**REQUEST**
Return each line of the records that contains the word "ground", copying the whole line unchanged. Case counts when matching.

Photo object pointing records
---
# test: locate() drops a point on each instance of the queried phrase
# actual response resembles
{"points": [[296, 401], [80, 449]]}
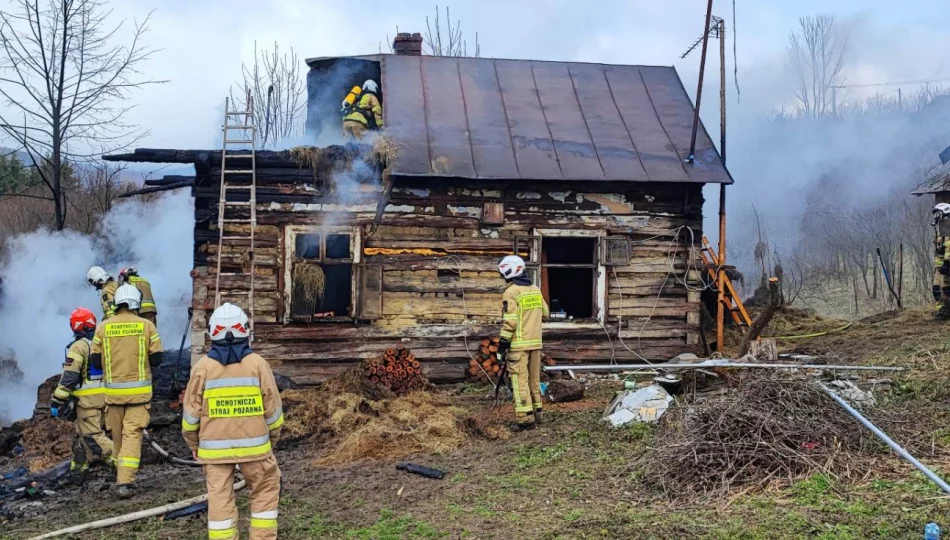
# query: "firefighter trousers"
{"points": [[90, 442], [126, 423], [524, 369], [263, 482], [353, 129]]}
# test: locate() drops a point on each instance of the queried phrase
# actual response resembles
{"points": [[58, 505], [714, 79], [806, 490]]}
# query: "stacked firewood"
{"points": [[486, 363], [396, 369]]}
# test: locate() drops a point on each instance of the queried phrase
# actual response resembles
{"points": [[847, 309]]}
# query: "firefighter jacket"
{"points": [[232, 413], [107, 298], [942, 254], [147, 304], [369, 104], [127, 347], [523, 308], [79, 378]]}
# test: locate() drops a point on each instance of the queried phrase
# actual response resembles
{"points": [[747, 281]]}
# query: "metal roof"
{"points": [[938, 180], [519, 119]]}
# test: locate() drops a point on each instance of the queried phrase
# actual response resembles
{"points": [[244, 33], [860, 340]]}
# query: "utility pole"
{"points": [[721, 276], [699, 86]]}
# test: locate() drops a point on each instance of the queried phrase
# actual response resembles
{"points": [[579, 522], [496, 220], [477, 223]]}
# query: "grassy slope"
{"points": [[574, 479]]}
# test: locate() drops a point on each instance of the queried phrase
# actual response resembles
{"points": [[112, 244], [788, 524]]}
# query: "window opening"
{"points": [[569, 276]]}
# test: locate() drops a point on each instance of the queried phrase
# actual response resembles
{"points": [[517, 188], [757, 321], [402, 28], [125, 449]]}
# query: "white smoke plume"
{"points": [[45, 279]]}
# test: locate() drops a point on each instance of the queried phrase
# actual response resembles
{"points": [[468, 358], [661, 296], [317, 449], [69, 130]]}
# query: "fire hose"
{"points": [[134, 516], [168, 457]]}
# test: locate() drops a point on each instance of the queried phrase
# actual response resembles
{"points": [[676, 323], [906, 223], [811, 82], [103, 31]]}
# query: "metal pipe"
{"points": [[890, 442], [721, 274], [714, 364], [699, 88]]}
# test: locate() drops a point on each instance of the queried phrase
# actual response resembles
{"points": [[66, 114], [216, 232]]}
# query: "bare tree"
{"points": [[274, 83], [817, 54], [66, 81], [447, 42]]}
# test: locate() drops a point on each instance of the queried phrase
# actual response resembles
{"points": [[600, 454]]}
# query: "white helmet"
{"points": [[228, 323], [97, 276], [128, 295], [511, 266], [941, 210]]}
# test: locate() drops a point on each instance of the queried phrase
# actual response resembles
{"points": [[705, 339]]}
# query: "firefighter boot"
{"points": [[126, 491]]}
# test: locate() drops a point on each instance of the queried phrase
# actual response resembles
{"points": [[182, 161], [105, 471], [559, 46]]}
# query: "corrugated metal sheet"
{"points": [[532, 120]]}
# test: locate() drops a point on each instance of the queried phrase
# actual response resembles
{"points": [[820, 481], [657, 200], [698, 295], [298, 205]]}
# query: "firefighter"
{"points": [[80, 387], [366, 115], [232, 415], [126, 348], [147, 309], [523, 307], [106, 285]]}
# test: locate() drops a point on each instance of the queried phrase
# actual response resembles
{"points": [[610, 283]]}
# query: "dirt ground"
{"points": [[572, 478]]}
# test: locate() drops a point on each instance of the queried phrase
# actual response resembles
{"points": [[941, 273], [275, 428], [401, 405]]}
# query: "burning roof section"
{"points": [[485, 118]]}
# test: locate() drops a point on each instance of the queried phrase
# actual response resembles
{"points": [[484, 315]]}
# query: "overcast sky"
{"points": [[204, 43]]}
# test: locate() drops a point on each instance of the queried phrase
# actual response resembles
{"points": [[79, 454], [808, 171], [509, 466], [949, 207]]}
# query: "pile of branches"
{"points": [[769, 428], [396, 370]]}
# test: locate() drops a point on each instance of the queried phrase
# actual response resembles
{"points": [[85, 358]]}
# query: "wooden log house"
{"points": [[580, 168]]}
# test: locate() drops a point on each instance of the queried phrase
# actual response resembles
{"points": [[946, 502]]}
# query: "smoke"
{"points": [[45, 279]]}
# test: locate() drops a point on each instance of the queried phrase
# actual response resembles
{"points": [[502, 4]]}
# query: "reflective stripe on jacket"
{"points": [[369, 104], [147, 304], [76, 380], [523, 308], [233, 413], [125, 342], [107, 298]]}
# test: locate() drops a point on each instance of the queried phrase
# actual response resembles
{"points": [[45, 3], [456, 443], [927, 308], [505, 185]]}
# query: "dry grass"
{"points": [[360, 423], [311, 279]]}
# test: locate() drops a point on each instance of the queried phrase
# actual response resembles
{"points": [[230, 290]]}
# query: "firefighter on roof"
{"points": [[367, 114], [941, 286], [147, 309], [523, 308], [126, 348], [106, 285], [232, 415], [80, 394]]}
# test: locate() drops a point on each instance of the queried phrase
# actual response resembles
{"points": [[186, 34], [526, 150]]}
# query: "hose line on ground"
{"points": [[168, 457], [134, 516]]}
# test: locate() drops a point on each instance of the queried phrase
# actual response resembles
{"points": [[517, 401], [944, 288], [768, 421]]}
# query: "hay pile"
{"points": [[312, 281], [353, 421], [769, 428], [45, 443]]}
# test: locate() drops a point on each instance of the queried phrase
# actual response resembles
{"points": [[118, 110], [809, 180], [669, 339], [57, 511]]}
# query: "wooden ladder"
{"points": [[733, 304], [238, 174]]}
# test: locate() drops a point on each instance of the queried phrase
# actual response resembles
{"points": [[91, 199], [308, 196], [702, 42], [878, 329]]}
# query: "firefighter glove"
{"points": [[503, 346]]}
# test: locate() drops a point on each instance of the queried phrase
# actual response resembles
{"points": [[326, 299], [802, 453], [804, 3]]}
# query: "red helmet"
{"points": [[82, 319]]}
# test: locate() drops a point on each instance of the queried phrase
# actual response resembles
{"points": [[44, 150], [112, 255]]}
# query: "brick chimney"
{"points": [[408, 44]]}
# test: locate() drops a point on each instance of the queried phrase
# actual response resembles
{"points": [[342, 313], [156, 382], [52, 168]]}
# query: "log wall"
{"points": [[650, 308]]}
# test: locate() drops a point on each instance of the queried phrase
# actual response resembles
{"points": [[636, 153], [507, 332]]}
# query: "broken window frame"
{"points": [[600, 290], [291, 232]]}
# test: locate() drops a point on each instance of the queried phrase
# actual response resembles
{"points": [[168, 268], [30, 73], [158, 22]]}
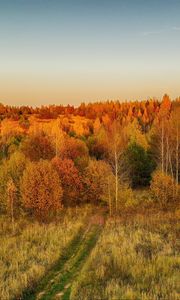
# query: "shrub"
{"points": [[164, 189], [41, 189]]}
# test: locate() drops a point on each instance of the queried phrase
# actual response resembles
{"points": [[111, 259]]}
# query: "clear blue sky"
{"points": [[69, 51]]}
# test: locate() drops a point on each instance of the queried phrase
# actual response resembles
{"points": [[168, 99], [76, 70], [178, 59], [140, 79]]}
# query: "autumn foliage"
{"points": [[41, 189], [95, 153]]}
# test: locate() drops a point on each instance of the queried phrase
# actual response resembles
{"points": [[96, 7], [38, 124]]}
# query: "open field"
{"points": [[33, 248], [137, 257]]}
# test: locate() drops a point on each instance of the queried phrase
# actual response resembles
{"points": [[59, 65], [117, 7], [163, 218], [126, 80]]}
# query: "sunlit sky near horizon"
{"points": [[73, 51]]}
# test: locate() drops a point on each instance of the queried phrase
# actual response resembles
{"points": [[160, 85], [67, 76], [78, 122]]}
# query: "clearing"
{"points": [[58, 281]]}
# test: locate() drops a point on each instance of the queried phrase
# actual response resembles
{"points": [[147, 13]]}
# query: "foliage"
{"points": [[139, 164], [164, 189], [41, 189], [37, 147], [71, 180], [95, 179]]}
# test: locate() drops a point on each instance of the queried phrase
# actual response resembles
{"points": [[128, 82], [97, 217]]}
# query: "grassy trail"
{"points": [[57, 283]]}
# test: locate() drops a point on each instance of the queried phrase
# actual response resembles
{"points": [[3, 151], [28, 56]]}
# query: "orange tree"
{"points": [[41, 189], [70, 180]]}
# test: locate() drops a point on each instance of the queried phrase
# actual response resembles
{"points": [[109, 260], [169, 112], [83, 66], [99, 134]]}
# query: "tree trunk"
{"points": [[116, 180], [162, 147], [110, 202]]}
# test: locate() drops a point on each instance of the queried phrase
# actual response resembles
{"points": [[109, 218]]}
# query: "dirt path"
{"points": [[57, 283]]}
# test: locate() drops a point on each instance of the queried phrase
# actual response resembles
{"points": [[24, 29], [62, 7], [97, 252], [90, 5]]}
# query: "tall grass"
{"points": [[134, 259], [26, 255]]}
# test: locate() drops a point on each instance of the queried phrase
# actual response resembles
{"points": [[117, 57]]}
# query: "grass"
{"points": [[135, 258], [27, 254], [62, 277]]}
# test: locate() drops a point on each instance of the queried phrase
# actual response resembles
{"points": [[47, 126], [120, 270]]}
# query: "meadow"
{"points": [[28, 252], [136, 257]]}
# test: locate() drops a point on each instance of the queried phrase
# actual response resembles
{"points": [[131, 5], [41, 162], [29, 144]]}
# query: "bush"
---
**EXERCISE RESULT**
# query: "dirt ground"
# query: "hose line on ground"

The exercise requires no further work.